Labeled area outline entries
▽
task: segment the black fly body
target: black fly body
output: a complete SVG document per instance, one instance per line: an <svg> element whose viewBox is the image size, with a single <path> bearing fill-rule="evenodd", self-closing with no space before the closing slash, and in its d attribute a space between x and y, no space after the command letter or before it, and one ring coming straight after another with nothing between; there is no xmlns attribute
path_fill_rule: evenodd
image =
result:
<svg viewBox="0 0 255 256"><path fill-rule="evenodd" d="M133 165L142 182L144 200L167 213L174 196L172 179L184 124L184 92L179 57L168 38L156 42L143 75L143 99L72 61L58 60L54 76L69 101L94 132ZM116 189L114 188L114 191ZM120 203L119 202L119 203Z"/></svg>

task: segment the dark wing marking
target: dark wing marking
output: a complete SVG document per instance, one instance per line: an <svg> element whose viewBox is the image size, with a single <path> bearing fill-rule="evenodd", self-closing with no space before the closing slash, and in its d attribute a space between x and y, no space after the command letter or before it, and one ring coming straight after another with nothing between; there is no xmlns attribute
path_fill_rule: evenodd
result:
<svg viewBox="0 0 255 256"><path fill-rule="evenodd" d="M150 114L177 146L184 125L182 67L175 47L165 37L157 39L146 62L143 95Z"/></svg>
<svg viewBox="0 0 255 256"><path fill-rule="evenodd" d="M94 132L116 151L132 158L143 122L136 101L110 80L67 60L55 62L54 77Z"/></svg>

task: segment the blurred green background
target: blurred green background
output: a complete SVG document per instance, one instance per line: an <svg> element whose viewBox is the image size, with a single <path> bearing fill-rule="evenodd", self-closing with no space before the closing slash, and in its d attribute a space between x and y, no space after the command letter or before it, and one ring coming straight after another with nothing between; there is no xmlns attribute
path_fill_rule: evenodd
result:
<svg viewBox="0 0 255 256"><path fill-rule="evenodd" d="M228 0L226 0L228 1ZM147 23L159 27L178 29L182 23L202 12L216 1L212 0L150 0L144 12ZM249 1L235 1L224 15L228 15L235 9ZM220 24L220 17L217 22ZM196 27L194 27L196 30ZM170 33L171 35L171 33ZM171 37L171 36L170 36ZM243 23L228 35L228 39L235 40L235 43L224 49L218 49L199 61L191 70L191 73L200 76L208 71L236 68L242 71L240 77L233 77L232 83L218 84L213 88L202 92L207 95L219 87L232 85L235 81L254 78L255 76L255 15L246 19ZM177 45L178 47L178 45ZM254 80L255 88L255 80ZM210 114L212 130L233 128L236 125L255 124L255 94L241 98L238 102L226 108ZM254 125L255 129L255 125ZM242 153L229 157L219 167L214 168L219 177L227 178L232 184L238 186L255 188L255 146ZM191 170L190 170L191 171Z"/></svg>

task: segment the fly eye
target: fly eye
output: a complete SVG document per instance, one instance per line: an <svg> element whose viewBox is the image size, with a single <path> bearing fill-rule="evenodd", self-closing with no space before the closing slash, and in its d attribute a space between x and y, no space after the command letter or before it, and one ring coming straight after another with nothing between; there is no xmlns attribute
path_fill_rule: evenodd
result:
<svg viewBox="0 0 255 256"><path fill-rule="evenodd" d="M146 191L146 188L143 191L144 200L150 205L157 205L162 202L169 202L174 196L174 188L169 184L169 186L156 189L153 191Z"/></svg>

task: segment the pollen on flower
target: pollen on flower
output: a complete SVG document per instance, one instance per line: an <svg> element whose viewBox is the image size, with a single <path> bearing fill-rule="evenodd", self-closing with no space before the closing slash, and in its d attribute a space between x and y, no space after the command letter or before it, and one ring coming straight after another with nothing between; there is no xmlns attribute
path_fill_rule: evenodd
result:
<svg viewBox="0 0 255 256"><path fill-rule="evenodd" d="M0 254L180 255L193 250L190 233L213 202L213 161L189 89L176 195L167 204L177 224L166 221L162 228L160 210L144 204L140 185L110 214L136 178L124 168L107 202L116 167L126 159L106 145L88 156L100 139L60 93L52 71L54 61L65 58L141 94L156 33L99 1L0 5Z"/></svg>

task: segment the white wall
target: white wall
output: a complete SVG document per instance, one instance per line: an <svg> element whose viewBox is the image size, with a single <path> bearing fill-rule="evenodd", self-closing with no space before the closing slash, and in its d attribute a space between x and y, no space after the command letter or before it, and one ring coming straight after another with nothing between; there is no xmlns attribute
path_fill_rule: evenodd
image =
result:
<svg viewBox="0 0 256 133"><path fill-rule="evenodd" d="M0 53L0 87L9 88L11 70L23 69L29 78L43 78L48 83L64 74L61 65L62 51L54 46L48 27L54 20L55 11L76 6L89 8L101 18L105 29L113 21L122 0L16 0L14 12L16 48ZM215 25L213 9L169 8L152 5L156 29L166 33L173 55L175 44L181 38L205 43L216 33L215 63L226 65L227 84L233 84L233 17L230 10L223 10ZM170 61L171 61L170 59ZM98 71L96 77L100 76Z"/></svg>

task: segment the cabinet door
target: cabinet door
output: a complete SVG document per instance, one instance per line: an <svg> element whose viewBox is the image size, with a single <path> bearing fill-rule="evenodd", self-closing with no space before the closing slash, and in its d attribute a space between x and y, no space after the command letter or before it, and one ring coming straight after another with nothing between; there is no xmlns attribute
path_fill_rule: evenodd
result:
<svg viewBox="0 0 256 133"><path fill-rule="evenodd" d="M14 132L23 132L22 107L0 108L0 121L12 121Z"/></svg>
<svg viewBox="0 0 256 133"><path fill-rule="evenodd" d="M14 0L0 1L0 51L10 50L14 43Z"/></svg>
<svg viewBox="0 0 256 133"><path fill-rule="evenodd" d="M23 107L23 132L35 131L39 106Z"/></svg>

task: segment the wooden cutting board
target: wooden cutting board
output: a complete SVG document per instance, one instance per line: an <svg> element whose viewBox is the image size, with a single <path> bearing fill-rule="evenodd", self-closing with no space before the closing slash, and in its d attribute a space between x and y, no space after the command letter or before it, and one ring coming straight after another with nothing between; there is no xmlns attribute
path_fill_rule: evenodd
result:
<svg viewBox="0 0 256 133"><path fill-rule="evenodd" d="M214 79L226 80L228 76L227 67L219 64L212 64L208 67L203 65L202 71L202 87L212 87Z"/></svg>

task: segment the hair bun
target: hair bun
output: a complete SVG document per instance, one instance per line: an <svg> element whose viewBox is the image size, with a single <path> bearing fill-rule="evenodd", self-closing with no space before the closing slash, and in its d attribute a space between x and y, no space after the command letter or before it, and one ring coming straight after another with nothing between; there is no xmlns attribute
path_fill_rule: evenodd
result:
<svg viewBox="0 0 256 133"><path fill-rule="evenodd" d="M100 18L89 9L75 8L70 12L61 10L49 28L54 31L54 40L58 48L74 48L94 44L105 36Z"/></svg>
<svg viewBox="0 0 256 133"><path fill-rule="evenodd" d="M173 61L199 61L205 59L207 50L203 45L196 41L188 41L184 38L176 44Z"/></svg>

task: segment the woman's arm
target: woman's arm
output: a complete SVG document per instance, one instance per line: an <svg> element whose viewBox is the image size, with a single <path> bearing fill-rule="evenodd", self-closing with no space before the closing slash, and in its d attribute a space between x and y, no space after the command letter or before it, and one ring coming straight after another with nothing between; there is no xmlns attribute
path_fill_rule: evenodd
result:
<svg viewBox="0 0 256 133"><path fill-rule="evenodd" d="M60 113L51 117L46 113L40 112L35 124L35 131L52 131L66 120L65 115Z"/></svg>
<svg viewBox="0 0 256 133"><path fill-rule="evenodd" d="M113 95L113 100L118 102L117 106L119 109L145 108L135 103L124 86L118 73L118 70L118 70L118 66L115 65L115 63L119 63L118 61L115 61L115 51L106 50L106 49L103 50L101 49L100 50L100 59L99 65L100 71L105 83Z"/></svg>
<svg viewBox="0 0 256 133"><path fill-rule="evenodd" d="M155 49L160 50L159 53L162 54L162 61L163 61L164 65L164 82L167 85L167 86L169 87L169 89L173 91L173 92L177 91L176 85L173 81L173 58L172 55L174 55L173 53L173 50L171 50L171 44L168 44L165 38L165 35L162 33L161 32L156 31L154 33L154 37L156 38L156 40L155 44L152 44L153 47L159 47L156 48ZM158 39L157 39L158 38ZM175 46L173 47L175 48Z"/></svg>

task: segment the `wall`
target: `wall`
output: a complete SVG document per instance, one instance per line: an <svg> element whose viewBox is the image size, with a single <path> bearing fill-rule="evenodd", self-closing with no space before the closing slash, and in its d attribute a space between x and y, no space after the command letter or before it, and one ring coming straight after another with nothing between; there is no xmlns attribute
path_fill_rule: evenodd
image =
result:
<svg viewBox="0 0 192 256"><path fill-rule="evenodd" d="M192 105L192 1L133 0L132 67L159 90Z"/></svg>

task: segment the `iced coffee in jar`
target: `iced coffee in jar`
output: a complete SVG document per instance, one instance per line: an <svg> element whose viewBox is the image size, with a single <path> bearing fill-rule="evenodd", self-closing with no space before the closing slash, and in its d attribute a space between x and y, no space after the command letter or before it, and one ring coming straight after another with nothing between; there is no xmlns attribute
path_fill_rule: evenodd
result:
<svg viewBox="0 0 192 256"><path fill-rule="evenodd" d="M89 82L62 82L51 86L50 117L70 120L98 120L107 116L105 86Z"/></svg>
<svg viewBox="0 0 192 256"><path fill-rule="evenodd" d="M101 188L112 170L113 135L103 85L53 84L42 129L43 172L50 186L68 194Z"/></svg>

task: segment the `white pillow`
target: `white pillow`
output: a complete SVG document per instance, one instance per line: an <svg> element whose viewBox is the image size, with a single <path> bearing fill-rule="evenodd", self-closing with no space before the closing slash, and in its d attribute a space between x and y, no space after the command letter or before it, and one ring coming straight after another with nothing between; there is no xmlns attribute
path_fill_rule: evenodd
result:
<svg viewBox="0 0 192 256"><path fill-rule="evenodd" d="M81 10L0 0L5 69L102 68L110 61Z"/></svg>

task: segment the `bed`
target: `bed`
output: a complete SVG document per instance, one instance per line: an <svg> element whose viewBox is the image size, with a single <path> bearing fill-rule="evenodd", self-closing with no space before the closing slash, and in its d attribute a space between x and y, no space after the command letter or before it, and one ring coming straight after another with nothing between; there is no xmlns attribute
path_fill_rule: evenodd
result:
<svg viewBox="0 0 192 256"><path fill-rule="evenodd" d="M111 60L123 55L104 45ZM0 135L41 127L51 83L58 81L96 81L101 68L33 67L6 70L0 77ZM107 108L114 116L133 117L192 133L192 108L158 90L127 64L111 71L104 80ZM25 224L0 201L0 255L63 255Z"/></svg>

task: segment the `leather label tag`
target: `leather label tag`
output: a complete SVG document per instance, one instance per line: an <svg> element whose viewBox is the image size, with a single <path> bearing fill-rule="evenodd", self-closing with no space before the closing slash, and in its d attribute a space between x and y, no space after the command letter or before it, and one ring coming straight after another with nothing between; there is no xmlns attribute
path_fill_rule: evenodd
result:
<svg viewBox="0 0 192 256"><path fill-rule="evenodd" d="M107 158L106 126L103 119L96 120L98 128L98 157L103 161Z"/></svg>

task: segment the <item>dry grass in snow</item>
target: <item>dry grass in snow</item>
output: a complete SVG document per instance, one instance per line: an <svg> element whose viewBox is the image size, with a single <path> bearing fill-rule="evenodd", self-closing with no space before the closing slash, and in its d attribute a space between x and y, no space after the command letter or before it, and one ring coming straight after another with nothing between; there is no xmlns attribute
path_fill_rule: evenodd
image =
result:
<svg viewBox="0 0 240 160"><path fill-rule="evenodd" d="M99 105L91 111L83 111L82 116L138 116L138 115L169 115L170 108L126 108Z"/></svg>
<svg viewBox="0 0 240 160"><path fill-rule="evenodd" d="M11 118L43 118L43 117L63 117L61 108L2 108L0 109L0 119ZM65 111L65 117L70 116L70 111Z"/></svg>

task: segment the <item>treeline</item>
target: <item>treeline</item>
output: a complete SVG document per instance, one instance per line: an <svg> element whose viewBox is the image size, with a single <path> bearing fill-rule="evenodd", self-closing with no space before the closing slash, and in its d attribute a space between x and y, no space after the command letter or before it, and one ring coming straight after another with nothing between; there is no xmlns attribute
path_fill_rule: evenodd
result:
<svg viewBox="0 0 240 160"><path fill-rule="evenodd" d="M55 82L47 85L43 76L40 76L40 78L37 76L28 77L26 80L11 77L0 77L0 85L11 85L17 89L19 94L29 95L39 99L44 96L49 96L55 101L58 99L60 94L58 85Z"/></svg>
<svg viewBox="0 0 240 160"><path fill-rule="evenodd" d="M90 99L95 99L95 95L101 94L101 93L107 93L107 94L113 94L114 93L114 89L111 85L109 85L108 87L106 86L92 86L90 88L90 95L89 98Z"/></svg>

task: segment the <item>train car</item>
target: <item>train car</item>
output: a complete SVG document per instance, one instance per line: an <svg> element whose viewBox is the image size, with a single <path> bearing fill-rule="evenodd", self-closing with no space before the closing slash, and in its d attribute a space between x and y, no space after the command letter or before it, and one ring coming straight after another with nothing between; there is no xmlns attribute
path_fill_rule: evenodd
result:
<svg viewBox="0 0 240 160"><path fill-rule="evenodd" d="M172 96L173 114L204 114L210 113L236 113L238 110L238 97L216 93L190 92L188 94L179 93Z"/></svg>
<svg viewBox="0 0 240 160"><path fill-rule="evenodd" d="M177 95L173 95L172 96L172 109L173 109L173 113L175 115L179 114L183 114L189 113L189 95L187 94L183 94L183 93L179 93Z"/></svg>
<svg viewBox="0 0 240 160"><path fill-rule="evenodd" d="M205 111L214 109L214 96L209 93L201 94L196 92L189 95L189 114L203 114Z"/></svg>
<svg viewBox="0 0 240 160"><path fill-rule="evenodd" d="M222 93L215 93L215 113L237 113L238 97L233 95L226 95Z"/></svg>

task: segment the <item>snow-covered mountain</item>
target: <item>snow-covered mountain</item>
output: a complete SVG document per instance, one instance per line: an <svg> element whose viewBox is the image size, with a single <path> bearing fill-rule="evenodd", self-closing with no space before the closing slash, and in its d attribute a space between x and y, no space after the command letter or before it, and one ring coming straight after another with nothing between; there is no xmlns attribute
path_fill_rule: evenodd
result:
△
Instructions to follow = Rename "pollen on flower" to "pollen grains on flower" in the lines from the one holding "task: segment the pollen on flower" through the one holding "254L180 255L193 250L190", inclusive, and give only those lines with everything else unchanged.

Written response =
task: segment the pollen grains on flower
target: pollen grains on flower
output: a complete SVG document per instance, one instance per line: an <svg> element whose viewBox is the image size, with a single <path> bearing fill-rule="evenodd", self-closing with no space before the closing slash, and in its d attribute a space between x and y, no space after the command letter or before it, and one ring coming straight after another with nothing between; there is no xmlns attribute
path_fill_rule: evenodd
result:
<svg viewBox="0 0 255 256"><path fill-rule="evenodd" d="M0 254L180 255L193 250L190 233L213 202L213 161L189 89L176 195L167 204L177 224L166 221L162 228L160 210L144 204L140 185L110 214L136 178L124 168L107 202L116 167L126 159L106 145L88 156L100 139L60 93L52 71L54 61L65 58L141 94L156 33L99 1L0 5Z"/></svg>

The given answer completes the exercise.